Interview with John Dahl, CEO, Co-Founder at Mux

Interview with John Dahl, CEO at Mux
John Dahl, CEO at Mux

“For some online video platforms, the most profitable form of monetization isn’t advertising – it’s sponsored content. An interesting sponsored video is a lot more engaging than a traditional pre-roll ad.”

[easy-profiles profile_twitter=”https://twitter.com/jondahl” profile_linkedin=”https://www.linkedin.com/in/zencoder/”]

Tell us about your role and journey into technology. What inspired you to found Mux?

I got into software accidentally. I actually studied philosophy in college and theology in graduate school and started doing some freelance programming when I needed a job, since the market for professional philosophers is a bit thin. After learning software programming, I ran a small software agency a few years later. One of my clients needed help with publishing video, which was in the very early days of online video and around the time when YouTube was just getting started. I learned about video publishing out of necessity. The biggest challenge for video back then was “encoding,” which is processing it to a standard format so that it can play on the right devices.

Back then, encoding was expensive, slow and required a lot of expensive hardware. This is when a few friends and I saw an opportunity and launched Zencoder in 2010. Zencoder had turned this difficult problem into a simple cloud service. Rather than managing a rack of $20,000 devices, customers could use a cloud API. Two years after Zencoder sold to Brightcove, I wanted to start something new. That’s when the idea for Mux was formed.

What is Mux and how does it fit into a modern CMO’s tech stack?

Mux makes it easy to build software that streams video. A CMO could use Mux in two ways.

First, you can use Mux indirectly, since Mux makes it easier to add video to SaaS tools in the CMO’s toolbox. Video is an extremely effective way to engage audiences, but it’s a pain to work with from a technology and infrastructure perspective. Because of this complexity, many CMOs turn to SaaS platforms to manage their video. In fact, many CMOs already do use Mux through companies like Wistia, since Wistia uses the Mux Data product to optimize video performance. This enables Wistia users to get fast, high-quality video playback every time.

Second, more technologically-inclined CMOs could use Mux directly if they are building custom apps and websites. For example, if a CMO wanted to run a promotion that asked users to upload videos of them using a product, Mux could take care of all the heavy lifting behind the video upload, encoding, and streaming.

Tell us more about the Real-Time Streaming Dashboard and how it helps publishers achieve ROI from video inventory?

════════

**WHAT THIS EXERCISE ASKS**.
(a) Please transcribe the Mux interview between "First, you can" and "encoding, and streaming.", inclusive.
(b) Write the next part of the Mux interview, picking up right after its final line.

**SOURCE MATERIAL**.
════════

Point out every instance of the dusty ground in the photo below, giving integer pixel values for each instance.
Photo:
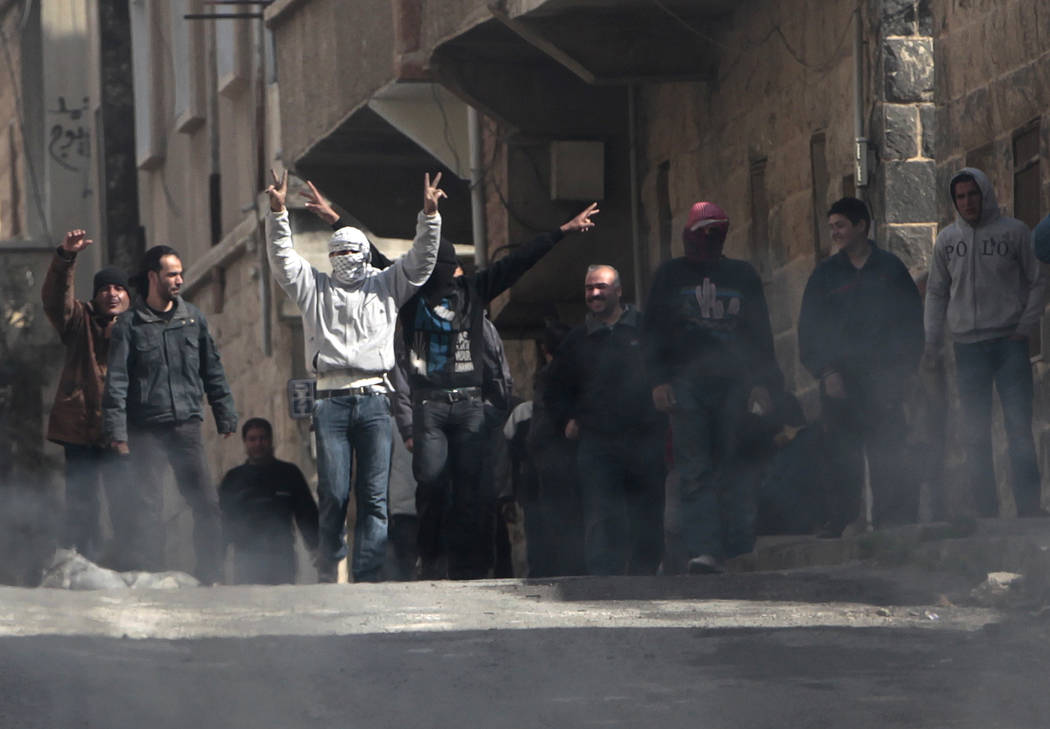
(847, 647)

════════

**PER-TASK ANSWERS**.
(a)
First, you can use Mux indirectly, since Mux makes it easier to add video to SaaS tools in the CMO’s toolbox. Video is an extremely effective way to engage audiences, but it’s a pain to work with from a technology and infrastructure perspective. Because of this complexity, many CMOs turn to SaaS platforms to manage their video. In fact, many CMOs already do use Mux through companies like Wistia, since Wistia uses the Mux Data product to optimize video performance. This enables Wistia users to get fast, high-quality video playback every time.

Second, more technologically-inclined CMOs could use Mux directly if they are building custom apps and websites. For example, if a CMO wanted to run a promotion that asked users to upload videos of them using a product, Mux could take care of all the heavy lifting behind the video upload, encoding, and streaming.

(b)
What sets Mux apart is its use of data to make video streaming better, and the Real-Time Streaming Dashboard is a key part of this vision. With the Real-Time Streaming Dashboard, companies who stream video can exact more precise quality control over their streams and “treat it before [viewers] Tweet it.”

Recent high-profile outages, like that which occurred during the World Cup, have highlighted the importance of monitoring live stream performance in real-time to trigger rapid response. Dashboards claiming to be “real-time” are often only so in name and feature only the latest performance analytics. Mux’s new dashboard guarantees real-time data acquisition and aggregates trends over time for more accurate impact analysis.

What are the core tenets of your business model for video technology ecosystem?

We are committed to democratizing video streaming. At scale, video is still really hard to work with. Think of the difference between video and images – if you want to add images to a website or a mobile app, you just add them, and they work. But if you want to add video to a website, and you want to own the video experience (so you can’t just use Wistia or Vimeo), you have to build complex software. Our goal is to make it so that any company can do powerful things with video without having to build complex software.

What are the challenges to modern-day video advertising? Why should brands reconsider their mobile ad-tech budgets?

Video advertising today has a number of problems, and amazingly, many of them are technical problems. Ad playback experiences are often inconsistent (at best).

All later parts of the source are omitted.